--- SUPPLIED DATA Enclosed Below ---

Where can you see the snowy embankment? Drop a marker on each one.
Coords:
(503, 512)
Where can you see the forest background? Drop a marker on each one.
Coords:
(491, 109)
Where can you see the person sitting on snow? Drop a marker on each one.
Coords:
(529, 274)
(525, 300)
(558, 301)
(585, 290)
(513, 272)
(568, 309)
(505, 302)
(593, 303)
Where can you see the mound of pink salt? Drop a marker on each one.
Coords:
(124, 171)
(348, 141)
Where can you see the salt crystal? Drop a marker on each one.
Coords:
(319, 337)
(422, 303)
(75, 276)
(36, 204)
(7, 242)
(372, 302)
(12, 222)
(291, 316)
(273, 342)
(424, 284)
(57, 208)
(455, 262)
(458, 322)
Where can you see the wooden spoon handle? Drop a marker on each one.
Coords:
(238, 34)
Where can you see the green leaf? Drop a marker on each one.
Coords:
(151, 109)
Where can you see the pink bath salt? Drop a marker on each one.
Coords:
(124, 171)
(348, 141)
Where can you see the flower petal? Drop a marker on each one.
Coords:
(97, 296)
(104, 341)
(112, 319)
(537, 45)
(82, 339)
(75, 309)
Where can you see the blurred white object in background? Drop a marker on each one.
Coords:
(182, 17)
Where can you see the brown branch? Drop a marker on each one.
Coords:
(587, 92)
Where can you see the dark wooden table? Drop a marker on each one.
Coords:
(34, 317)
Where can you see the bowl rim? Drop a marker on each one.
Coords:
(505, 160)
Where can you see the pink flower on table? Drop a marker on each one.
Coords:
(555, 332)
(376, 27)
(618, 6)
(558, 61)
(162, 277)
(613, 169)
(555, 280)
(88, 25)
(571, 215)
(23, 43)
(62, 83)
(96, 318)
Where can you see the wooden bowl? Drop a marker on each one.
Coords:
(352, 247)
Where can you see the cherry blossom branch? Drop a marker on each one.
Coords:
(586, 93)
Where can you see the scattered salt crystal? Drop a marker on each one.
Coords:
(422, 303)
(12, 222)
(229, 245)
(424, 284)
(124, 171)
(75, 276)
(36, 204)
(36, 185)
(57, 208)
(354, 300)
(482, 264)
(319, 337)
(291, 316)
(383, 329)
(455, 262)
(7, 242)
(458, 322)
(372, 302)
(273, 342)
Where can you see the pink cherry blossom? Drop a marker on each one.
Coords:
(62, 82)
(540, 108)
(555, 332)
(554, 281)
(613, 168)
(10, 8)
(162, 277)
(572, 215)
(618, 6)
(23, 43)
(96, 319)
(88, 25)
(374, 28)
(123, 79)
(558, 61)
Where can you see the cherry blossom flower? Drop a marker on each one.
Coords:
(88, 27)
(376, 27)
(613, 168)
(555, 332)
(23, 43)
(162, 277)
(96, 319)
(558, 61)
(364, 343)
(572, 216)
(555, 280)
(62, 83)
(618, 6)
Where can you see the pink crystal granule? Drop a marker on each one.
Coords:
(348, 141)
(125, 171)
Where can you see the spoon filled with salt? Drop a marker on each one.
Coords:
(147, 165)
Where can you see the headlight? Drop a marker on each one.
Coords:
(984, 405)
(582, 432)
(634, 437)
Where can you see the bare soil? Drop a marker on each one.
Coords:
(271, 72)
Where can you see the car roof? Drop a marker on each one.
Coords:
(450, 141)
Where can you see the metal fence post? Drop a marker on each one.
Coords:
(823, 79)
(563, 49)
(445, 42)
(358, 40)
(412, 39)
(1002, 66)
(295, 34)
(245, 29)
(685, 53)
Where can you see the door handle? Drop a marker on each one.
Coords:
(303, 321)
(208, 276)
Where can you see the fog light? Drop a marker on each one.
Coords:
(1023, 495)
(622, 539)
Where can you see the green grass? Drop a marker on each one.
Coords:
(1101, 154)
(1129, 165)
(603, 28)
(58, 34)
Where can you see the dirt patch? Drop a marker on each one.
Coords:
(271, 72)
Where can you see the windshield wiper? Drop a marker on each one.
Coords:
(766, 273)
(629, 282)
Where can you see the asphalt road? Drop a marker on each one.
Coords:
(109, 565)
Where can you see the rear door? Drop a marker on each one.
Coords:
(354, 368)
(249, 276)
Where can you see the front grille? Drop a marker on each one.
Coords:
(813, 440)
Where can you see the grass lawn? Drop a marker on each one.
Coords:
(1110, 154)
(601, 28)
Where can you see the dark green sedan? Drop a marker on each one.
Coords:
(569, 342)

--- End of Enclosed SUPPLIED DATA ---

**REQUIRED ACTION**
Repeat the data word for word. Leave nothing out.

**OUTPUT FOR THIS TASK**
Where can you see the snowy embankment? Drop a marker on each one.
Coords:
(503, 512)
Where can you see the forest background? Drop a marker on each one.
Coords:
(491, 109)
Where can you see the person sitting on snow? Drop a marker on each one.
Coords:
(529, 274)
(525, 300)
(558, 301)
(585, 290)
(513, 272)
(568, 309)
(505, 302)
(593, 303)
Where can you see the mound of pink salt? Drop a marker on each one.
Coords:
(124, 171)
(348, 141)
Where can you see the salt crystal? Drop a marker on each one.
Coords:
(319, 337)
(422, 303)
(75, 276)
(36, 204)
(7, 242)
(372, 302)
(12, 222)
(291, 316)
(273, 342)
(424, 284)
(57, 208)
(455, 262)
(458, 322)
Where can you see the wooden spoon handle? Drop a marker on each one.
Coords:
(238, 34)
Where can you see the green leaf? Drop a marker on each one.
Coords:
(151, 109)
Where can you see the pink bath salt? Drop a marker on each one.
Coords:
(124, 171)
(348, 141)
Where can you see the flower petal? Drop a marker on each one.
Coords:
(97, 296)
(104, 341)
(112, 319)
(537, 45)
(82, 339)
(75, 309)
Where can you see the blurred white object in background? Drop a marker on each one.
Coords:
(182, 17)
Where can you see the brown branch? Drop a marker on each one.
Coords:
(587, 92)
Where can you see the dark wooden table? Drop a marker on each one.
Coords:
(34, 317)
Where can you see the bowl rim? Drop a marker on each one.
Coords:
(505, 160)
Where can you see the pink flower on table? Drop a marker on each one.
Coords:
(555, 332)
(376, 27)
(618, 6)
(558, 61)
(162, 277)
(613, 169)
(555, 280)
(88, 25)
(571, 215)
(23, 43)
(62, 83)
(96, 318)
Where can you see the wooden bowl? Drop a marker on each one.
Coords:
(352, 247)
Where can you see the cherry blossom branch? Drop a marker on each one.
Coords:
(586, 93)
Where can you see the scattered salt crystal? Drop a marker on each one.
Coords:
(422, 303)
(12, 222)
(229, 245)
(424, 284)
(124, 171)
(75, 276)
(36, 204)
(36, 185)
(57, 208)
(354, 300)
(482, 264)
(319, 337)
(291, 316)
(383, 329)
(455, 262)
(7, 242)
(458, 322)
(372, 302)
(273, 342)
Where can you see the pink cherry blossom? Drop a marker on each one.
Coords:
(62, 82)
(540, 108)
(555, 332)
(554, 281)
(613, 168)
(10, 8)
(162, 277)
(572, 215)
(618, 6)
(23, 43)
(96, 319)
(88, 25)
(374, 28)
(123, 79)
(558, 61)
Where can you see the cherry blossom flower? Drop a marker on each one.
Coords:
(88, 27)
(376, 27)
(613, 168)
(555, 332)
(23, 43)
(162, 277)
(96, 319)
(558, 61)
(364, 343)
(572, 216)
(555, 280)
(62, 83)
(618, 6)
Where can you see the pink crystal granule? Drop a marker on each one.
Coords:
(348, 141)
(125, 171)
Where can you see the spoon filled with salt? Drop a marker on each one.
Coords:
(147, 165)
Where can you see the headlight? Drop a marker on each one.
Coords:
(984, 405)
(582, 432)
(634, 437)
Where can you see the bare soil? Drop a marker on each one.
Coords:
(271, 72)
Where can you see the car roof? Drop a marker on each one.
Coords:
(450, 141)
Where can you see the metal fence post? Drop a marker on each one.
Coords:
(823, 79)
(563, 49)
(445, 42)
(358, 40)
(412, 39)
(1002, 66)
(295, 34)
(245, 29)
(685, 53)
Where can you see the door handle? Drop a marker on each one.
Coords:
(303, 321)
(208, 276)
Where can you see the fog light? Drop a marker on each one.
Coords:
(1023, 495)
(622, 539)
Where can you see the green grass? Drop a marker on each one.
Coords:
(1101, 154)
(1129, 165)
(603, 28)
(58, 34)
Where can you see the dirt patch? Drop a marker on each one.
Coords:
(271, 72)
Where can you see the windshield wiper? Drop a marker on each one.
Coords:
(766, 273)
(629, 282)
Where can you see the asphalt road? Drop a marker on each one.
Coords:
(109, 565)
Where can you see the rear door? Drop a marker on each one.
Coords:
(354, 368)
(249, 276)
Where can you see the front grille? Drop a marker on each one.
Coords:
(813, 440)
Where can you see the grass lawn? Drop a marker on each one.
Coords:
(1110, 154)
(601, 28)
Where can you see the dark green sedan? Drop a marker on each one.
Coords:
(569, 342)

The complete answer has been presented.